▶ [What needs to be done]:
Can you lay out every line of the records below as a Markdown table with two columns, Row and Line, numbering each row? Leave out blank lines and the pictures.

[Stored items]
##############################

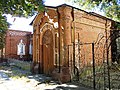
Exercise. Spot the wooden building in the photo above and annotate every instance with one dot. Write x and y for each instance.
(18, 45)
(58, 29)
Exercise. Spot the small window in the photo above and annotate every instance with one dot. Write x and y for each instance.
(21, 48)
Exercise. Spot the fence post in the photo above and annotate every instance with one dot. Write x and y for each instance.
(93, 55)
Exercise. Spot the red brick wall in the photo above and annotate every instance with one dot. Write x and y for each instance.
(13, 38)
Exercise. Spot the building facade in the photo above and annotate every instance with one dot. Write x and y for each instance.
(58, 29)
(18, 45)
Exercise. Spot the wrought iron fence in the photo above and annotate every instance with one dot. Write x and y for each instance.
(91, 64)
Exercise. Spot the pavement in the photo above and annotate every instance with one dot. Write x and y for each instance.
(34, 82)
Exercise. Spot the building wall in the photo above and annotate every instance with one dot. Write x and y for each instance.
(13, 38)
(92, 28)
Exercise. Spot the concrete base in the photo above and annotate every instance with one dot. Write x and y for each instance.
(63, 76)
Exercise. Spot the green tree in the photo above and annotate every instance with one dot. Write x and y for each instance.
(111, 8)
(23, 8)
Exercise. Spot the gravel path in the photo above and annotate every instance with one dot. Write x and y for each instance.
(33, 82)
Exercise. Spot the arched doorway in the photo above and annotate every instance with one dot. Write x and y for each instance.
(48, 53)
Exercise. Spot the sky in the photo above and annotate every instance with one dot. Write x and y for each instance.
(23, 23)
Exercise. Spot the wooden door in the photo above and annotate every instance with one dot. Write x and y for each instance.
(48, 54)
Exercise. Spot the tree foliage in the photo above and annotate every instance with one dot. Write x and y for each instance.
(111, 8)
(16, 8)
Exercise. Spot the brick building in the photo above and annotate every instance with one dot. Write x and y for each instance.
(58, 29)
(18, 45)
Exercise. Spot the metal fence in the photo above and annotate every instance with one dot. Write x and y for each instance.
(91, 64)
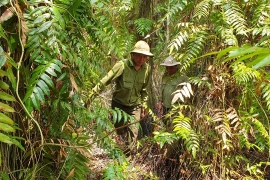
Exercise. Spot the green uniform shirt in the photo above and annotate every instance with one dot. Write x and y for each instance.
(130, 89)
(169, 85)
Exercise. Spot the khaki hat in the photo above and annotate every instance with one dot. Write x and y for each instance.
(169, 61)
(142, 47)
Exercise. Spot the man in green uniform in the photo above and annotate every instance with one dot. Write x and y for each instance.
(171, 78)
(131, 78)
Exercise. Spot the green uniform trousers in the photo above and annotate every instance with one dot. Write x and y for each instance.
(130, 133)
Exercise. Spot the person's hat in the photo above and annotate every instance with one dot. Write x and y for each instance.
(170, 61)
(143, 48)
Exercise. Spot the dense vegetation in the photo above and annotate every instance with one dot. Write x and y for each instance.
(53, 52)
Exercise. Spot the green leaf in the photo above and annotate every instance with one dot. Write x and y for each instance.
(29, 92)
(47, 79)
(6, 128)
(5, 107)
(41, 18)
(58, 17)
(6, 119)
(4, 138)
(35, 55)
(6, 96)
(224, 51)
(262, 63)
(11, 77)
(35, 101)
(4, 2)
(32, 40)
(17, 143)
(2, 60)
(56, 67)
(39, 94)
(44, 87)
(51, 71)
(2, 73)
(4, 85)
(45, 26)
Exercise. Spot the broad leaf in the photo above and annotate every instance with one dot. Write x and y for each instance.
(4, 85)
(5, 119)
(6, 128)
(5, 107)
(4, 138)
(6, 97)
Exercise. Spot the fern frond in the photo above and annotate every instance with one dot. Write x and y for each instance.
(244, 74)
(202, 10)
(262, 136)
(200, 82)
(40, 82)
(184, 92)
(143, 26)
(233, 117)
(195, 48)
(7, 124)
(162, 138)
(229, 37)
(261, 15)
(183, 128)
(266, 93)
(234, 17)
(223, 128)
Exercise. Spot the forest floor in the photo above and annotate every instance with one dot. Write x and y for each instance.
(99, 161)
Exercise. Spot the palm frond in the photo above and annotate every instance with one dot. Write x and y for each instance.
(244, 74)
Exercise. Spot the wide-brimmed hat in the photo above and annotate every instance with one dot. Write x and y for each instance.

##############################

▶ [The reply]:
| Row | Line |
|---|---|
| 1 | Exercise. Spot the wooden building in the photo above and annotate every instance with one dot. Write x and y for each instance. |
| 2 | (18, 45) |
| 3 | (58, 29) |
| 4 | Exercise. Spot the small window in the photo above and annotate every instance with one dot. Write x and y for each instance. |
| 5 | (21, 48) |
| 6 | Exercise. Spot the fence post in the photo above and annotate every instance with one dot. Write x and y for each instance. |
| 7 | (93, 55) |
| 8 | Exercise. Spot the red brick wall in the photo above and annotate every instance with one dot. Write x and y for each instance. |
| 9 | (13, 38) |
| 10 | Exercise. Spot the building facade in the photo above and annotate every instance with one dot. Write x and y for each instance. |
| 11 | (58, 29) |
| 12 | (18, 45) |
| 13 | Exercise. Spot the wrought iron fence in the photo above and annotate every instance with one dot. Write x and y for each instance. |
| 14 | (91, 64) |
| 15 | Exercise. Spot the pavement in the photo above and annotate every instance with one dot. Write x and y for each instance. |
| 16 | (34, 82) |
| 17 | Exercise. Spot the building wall in the photo above and annotate every instance with one dot. Write x and y for each instance. |
| 18 | (13, 38) |
| 19 | (92, 28) |
| 20 | Exercise. Spot the concrete base in the photo above and annotate every instance with one dot. Write x and y for each instance. |
| 21 | (63, 76) |
| 22 | Exercise. Spot the green tree in the photo above and annotate every instance with one dot. Write x and y for each instance. |
| 23 | (111, 8) |
| 24 | (23, 8) |
| 25 | Exercise. Spot the gravel path in the photo above and annotate every instance with one dot. Write x and y for each instance. |
| 26 | (33, 82) |
| 27 | Exercise. Spot the arched doorway in the photo above and annotate every instance with one dot. Write x and y for each instance. |
| 28 | (48, 53) |
| 29 | Exercise. Spot the sky in the photo above and annotate every instance with one dot. Write x and y for each instance. |
| 30 | (23, 23) |
| 31 | Exercise. Spot the wooden door in the photo above and annotate every instance with one dot. Write x and y for each instance. |
| 32 | (48, 54) |
| 33 | Exercise. Spot the tree foliage in the photo above and annotate every instance with one dot. Write x and y for each instance. |
| 34 | (111, 8) |
| 35 | (16, 8) |
| 36 | Exercise. Spot the brick building in the photo above and annotate every instance with one dot. Write x and y for each instance. |
| 37 | (58, 29) |
| 38 | (18, 45) |
| 39 | Exercise. Spot the metal fence in the photo above and annotate every instance with one dot. Write x and y for each instance. |
| 40 | (91, 64) |
| 41 | Exercise. Spot the green uniform shirt in the photo above and annotate every instance with one dot. Write x and y for each instance. |
| 42 | (130, 89) |
| 43 | (169, 85) |
| 44 | Exercise. Spot the khaki hat in the photo above and annotate every instance with one dot. Write x and y for each instance. |
| 45 | (169, 61) |
| 46 | (142, 47) |
| 47 | Exercise. Spot the man in green uniform in the photo above and annotate every instance with one dot. Write x and y for each instance. |
| 48 | (171, 78) |
| 49 | (131, 78) |
| 50 | Exercise. Spot the green uniform trousers in the photo above and annotate every instance with one dot. Write x and y for each instance. |
| 51 | (130, 133) |
| 52 | Exercise. Spot the person's hat in the photo above and annotate every instance with one dot. Write x and y for each instance. |
| 53 | (170, 61) |
| 54 | (143, 48) |
| 55 | Exercise. Spot the dense vegetation in the photo above and annotate every instance with one dot. Write x and y for each instance. |
| 56 | (53, 52) |
| 57 | Exercise. Spot the green leaf in the photo above and annotate every instance with one dot. Write x and y for each instance. |
| 58 | (29, 92) |
| 59 | (47, 79) |
| 60 | (6, 128) |
| 61 | (5, 107) |
| 62 | (41, 18) |
| 63 | (58, 17) |
| 64 | (6, 119) |
| 65 | (4, 138) |
| 66 | (35, 55) |
| 67 | (6, 96) |
| 68 | (224, 51) |
| 69 | (262, 63) |
| 70 | (11, 77) |
| 71 | (35, 101) |
| 72 | (4, 2) |
| 73 | (32, 40) |
| 74 | (17, 143) |
| 75 | (2, 60) |
| 76 | (56, 67) |
| 77 | (39, 94) |
| 78 | (44, 87) |
| 79 | (51, 71) |
| 80 | (2, 73) |
| 81 | (4, 85) |
| 82 | (45, 26) |
| 83 | Exercise. Spot the broad leaf in the photo above and annotate every instance with one dot. Write x and y for each instance. |
| 84 | (4, 85) |
| 85 | (5, 119) |
| 86 | (6, 128) |
| 87 | (5, 107) |
| 88 | (4, 138) |
| 89 | (6, 97) |
| 90 | Exercise. Spot the fern frond in the photo above and annotate every instance with one dot. Write x and y for each instance. |
| 91 | (244, 74) |
| 92 | (202, 10) |
| 93 | (262, 136) |
| 94 | (200, 82) |
| 95 | (40, 82) |
| 96 | (184, 92) |
| 97 | (143, 26) |
| 98 | (233, 117) |
| 99 | (195, 48) |
| 100 | (7, 124) |
| 101 | (162, 138) |
| 102 | (229, 37) |
| 103 | (261, 15) |
| 104 | (183, 128) |
| 105 | (266, 93) |
| 106 | (234, 17) |
| 107 | (223, 128) |
| 108 | Exercise. Spot the forest floor in the photo above and annotate every instance with one dot. Write x and y for each instance. |
| 109 | (99, 161) |
| 110 | Exercise. Spot the palm frond in the photo above and annotate every instance with one dot. Write x and y for each instance. |
| 111 | (244, 74) |
| 112 | Exercise. Spot the wide-brimmed hat in the photo above and annotate every instance with one dot. Write x and y for each instance. |